▶ [EXTRACT PROVIDED]:
Manage Sym Files

This guide explains how to manage symbol files in KDB-X. You will learn how to persist enumerations, verify data integrity, safely migrate tables using IPC, and reclaim resources with compaction.

Overview

Understand symbol enumeration: How KDB-X stores symbols
Set up the environment: Create a workspace
Populate the sym file: Create dummy data and save it
Verify the enumeration: Check data integrity
Migrate data between databases: Move tables safely
Clean up the sym file: Remove unused symbols
Manage custom domains: Handle specialized tasks
Optimize sym file performance: Manage bloat and contention
Explore advanced sym file maintenance: Read the white paper

Understand symbol enumeration

KDB-X stores symbols as integers to save space, a process called enumeration. The system uses a sym file to map text strings to these integers, which significantly accelerates key comparisons. For more details, read Q for Mortals.

Records from a data collection

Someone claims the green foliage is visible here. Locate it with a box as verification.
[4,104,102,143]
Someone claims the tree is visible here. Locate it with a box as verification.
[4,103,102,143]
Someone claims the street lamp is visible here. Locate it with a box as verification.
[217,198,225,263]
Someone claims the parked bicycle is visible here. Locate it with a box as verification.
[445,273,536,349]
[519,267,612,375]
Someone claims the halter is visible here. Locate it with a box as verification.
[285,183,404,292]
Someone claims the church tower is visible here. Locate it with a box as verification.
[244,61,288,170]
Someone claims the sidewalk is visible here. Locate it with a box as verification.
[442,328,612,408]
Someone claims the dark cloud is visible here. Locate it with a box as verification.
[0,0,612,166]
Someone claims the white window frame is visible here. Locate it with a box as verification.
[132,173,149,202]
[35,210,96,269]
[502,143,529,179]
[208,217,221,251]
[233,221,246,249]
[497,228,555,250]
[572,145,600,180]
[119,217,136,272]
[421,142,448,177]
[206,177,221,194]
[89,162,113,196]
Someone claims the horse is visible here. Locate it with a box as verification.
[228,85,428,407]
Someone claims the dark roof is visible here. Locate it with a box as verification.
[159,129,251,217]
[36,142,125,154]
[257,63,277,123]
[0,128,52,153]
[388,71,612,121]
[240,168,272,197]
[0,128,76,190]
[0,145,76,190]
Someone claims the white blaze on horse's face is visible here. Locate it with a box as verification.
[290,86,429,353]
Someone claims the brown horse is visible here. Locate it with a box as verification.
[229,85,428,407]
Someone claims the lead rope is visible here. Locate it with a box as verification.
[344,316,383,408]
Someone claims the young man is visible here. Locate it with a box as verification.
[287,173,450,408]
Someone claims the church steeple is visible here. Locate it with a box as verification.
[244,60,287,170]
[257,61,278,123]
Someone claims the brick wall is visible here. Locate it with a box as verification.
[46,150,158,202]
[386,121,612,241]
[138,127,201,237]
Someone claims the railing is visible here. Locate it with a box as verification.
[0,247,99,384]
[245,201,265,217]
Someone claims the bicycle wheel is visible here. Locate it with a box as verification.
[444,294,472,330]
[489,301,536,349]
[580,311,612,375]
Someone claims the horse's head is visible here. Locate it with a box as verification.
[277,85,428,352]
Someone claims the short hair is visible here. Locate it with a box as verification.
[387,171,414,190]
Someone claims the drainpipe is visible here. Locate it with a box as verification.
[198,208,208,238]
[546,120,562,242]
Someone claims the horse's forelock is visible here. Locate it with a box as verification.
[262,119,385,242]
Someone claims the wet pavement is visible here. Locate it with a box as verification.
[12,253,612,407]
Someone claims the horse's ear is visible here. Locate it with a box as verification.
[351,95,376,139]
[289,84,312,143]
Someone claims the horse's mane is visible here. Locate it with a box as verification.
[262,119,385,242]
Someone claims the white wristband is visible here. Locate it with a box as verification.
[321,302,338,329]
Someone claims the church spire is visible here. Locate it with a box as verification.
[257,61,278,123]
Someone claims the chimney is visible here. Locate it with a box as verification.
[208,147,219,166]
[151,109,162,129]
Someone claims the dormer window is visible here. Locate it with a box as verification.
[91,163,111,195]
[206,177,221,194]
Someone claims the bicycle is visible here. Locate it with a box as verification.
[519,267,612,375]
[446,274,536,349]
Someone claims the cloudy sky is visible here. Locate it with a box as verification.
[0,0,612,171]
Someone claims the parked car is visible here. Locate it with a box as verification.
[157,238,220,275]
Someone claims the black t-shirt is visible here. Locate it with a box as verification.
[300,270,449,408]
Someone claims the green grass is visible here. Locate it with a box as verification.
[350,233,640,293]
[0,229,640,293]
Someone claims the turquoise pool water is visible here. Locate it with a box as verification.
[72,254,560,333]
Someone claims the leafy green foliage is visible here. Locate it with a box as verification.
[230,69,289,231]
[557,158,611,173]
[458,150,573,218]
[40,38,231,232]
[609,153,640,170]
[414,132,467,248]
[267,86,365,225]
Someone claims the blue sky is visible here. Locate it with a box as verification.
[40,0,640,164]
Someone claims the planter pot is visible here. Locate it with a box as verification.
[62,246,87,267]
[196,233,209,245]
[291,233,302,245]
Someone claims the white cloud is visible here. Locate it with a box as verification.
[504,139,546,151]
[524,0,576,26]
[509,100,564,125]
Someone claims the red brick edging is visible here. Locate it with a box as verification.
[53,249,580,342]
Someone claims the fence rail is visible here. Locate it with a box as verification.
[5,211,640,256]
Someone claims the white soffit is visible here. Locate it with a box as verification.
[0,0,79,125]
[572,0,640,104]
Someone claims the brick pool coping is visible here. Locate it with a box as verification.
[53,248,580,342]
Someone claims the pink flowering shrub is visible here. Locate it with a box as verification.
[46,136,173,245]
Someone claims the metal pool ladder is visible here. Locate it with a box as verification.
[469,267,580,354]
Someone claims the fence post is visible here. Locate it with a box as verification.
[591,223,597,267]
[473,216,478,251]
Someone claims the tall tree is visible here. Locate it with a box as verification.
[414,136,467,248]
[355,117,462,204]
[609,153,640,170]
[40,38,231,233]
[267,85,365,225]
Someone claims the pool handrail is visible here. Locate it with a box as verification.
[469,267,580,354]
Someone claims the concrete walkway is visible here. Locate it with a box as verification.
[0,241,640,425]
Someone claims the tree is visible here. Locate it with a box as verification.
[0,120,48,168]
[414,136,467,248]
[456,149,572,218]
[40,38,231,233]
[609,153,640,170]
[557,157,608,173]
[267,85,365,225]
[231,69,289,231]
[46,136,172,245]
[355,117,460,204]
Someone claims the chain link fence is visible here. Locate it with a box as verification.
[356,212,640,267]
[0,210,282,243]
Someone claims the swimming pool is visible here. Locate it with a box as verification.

▶ [TO-DO LIST]:
1 > In the guide on managing sym files, what does KDB-X use the sym file to map?
2 > Transcribe the guide on managing sym files word for word, everything from "KDB-X stores symbols as" down to "Q for Mortals.".
3 > Pick up the guide on managing sym files from its last sentence and keep writing it.

▶ [ANSWERS]:
1 > Text strings to the integers that KDB-X stores symbols as.

2 >
KDB-X stores symbols as integers to save space, a process called enumeration. The system uses a sym file to map text strings to these integers, which significantly accelerates key comparisons. For more details, read Q for Mortals.

3 >
flowchart LR
    %% Styles
    classDef dataNode fill:#1565C0,stroke:#0D47A1,color:#fff,stroke-width:2px;
    classDef fileNode fill:#E65100,stroke:#BF360C,color:#fff,stroke-width:2px;
    classDef colNode fill:#2E7D32,stroke:#1B5E20,color:#fff,stroke-width:2px;

    subgraph Input [Input Symbols]
        direction TB
        I1("#96;AAPL"):::dataNode
        I2("#96;GOOG"):::dataNode
        I3("#96;AAPL"):::dataNode
    end

    subgraph SymMap [Sym File]
        direction TB
        Sym("<div style='text-align: left'>0: #96;AAPL<br/>1: #96;GOOG</div>"):::fileNode
    end

    subgraph Result [Enumerated Column]
        direction TB
        Out("<div style='text-align: center'>0<br/>1<br/>0</div>"):::colNode
    end

    %% Connections
    I1 -- "Map" ---> Sym
    I2 -- "Map" ---> Sym
    I3 -- "Reuse" ---> Sym
    Sym -- " Indices " ----> Out

    linkStyle default stroke:#666,stroke-width:2px,fill:none;

Figure 1: Symbol enumeration process

Set up the environment

To follow this guide, create a dedicated workspace and start a KDB-X session on port 5001. Using a fresh environment ensures the guide's files are contained within a single directory.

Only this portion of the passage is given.